** START OF Dataset excerpts **

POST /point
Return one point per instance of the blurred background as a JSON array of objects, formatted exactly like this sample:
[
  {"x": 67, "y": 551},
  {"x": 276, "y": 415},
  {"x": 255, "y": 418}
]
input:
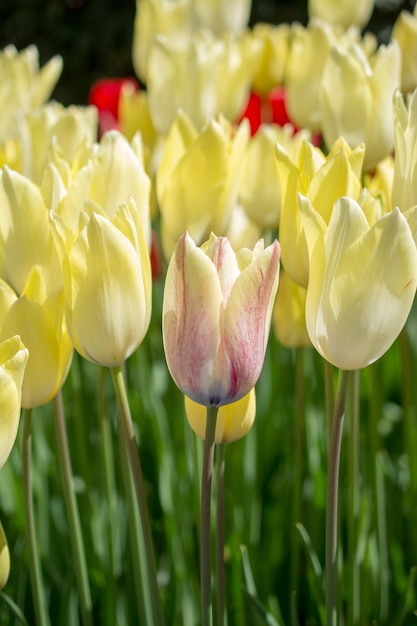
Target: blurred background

** END OF Dataset excerpts **

Task details. Extract every line of the records above verbatim, omitting the pictures from your answer.

Reply.
POST /point
Return one point per instance of the blurred background as a JSON array of objects, formatted exactly like this sample:
[
  {"x": 67, "y": 551},
  {"x": 276, "y": 415},
  {"x": 255, "y": 418}
]
input:
Target: blurred background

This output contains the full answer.